## Job 1
Write out the passage of the Jamaican rice and peas post starting at "And the food!" and ending at "she digs in!".

## Document segment

>> BEGIN

Jamaican Rice and Peas

We just got back from a wonderful trip to Jamaica. This is our third visit, and it’s always such a welcome treat to dip our toes in the sand, feel the warm tropical breezes, hear birds chirping, and see every shade of blue imaginable all in the middle of winter!


And the food! Amazing locally grown coffee from the Blue Mountains; fresh caught conch straight from the sea, tropical fruits dazzle with a rainbow of color, coconuts plucked right from the tree, notched open, and a straw stuck in. Sidenote… I didn’t know until our first visit that not all coconuts are brown and “hairy.” By the time a coconut has reached that point, it is already dried up inside, leaving only the meat. The green coconuts, still hanging on the tree, are full of sweet coconut water, ready for drinking. After you finish drinking the water, the coconut can be completely split open allowing you to scoop the soft flesh enjoying it like custard. My daughter loves it sprinkled with sugar before she digs in!

>> END

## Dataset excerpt
>> BEGIN

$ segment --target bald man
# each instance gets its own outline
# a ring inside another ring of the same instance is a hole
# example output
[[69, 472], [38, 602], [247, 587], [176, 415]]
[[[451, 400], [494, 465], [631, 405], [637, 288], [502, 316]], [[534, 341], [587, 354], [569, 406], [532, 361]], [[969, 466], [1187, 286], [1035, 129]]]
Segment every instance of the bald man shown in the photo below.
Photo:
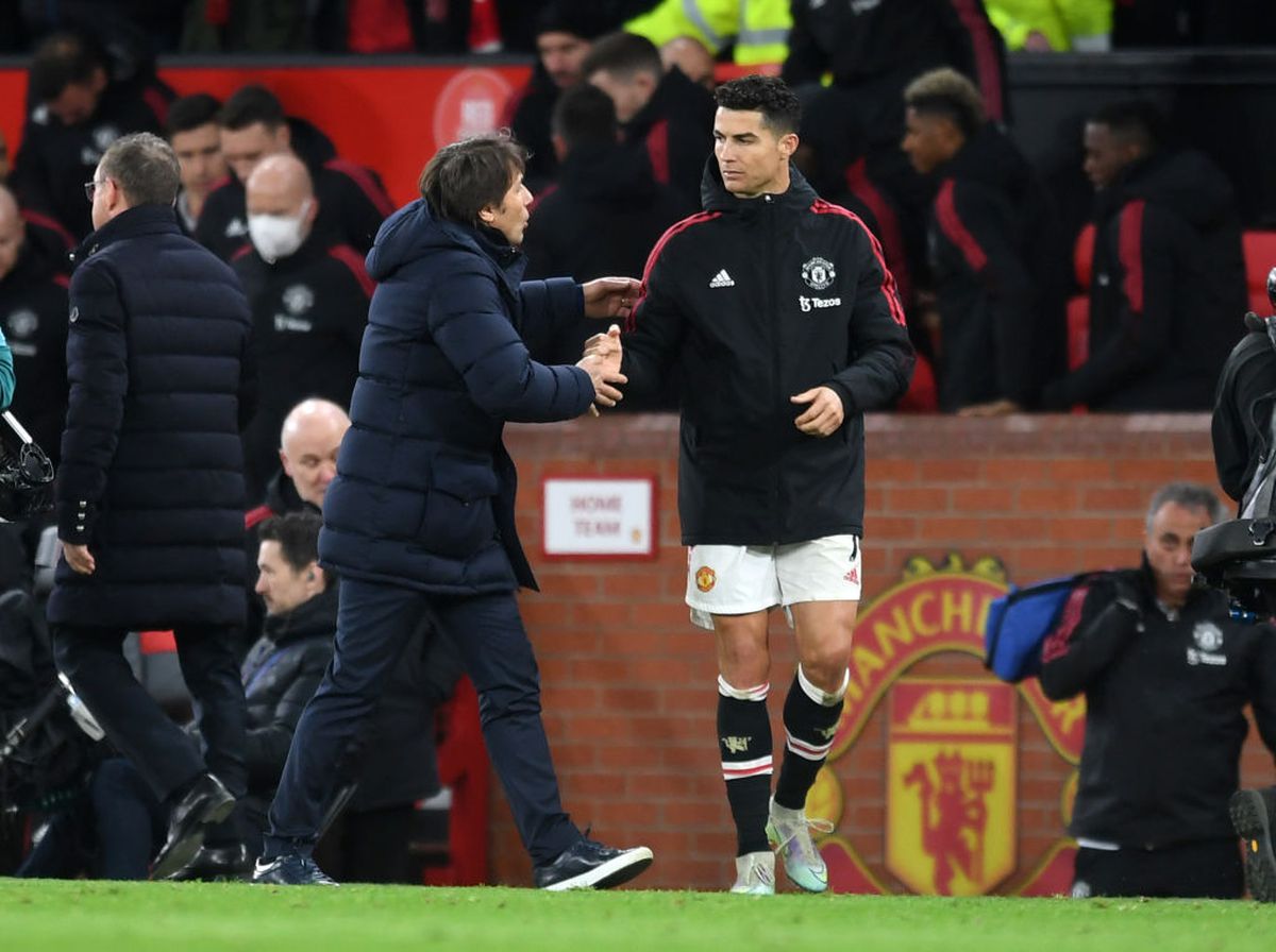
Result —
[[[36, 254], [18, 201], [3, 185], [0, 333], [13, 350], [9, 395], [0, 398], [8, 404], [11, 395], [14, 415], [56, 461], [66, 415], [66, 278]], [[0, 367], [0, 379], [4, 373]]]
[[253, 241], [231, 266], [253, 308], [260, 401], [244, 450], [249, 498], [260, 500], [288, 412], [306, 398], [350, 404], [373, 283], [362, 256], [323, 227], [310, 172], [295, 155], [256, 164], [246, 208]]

>> END
>> BEGIN

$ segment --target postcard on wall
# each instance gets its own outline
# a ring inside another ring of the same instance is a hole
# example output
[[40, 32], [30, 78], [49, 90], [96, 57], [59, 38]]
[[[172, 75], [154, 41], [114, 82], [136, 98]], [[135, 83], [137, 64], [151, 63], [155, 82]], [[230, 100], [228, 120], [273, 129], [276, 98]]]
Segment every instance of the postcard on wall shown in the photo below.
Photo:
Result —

>> END

## Job 2
Pull out every line of the records that contains the string "shown", matching case exactly.

## Full output 1
And the food! Amazing locally grown coffee from the Blue Mountains; fresh caught conch straight from the sea, tropical fruits dazzle with a rainbow of color, coconuts plucked right from the tree, notched open, and a straw stuck in. Sidenote… I didn’t know until our first visit that not all coconuts are brown and “hairy.” By the time a coconut has reached that point, it is already dried up inside, leaving only the meat. The green coconuts, still hanging on the tree, are full of sweet coconut water, ready for drinking. After you finish drinking the water, the coconut can be completely split open allowing you to scoop the soft flesh enjoying it like custard. My daughter loves it sprinkled with sugar before she digs in!

## Full output 2
Segment every instance of the bald man shown in the photo below.
Segment every instance of the postcard on wall shown in the photo below.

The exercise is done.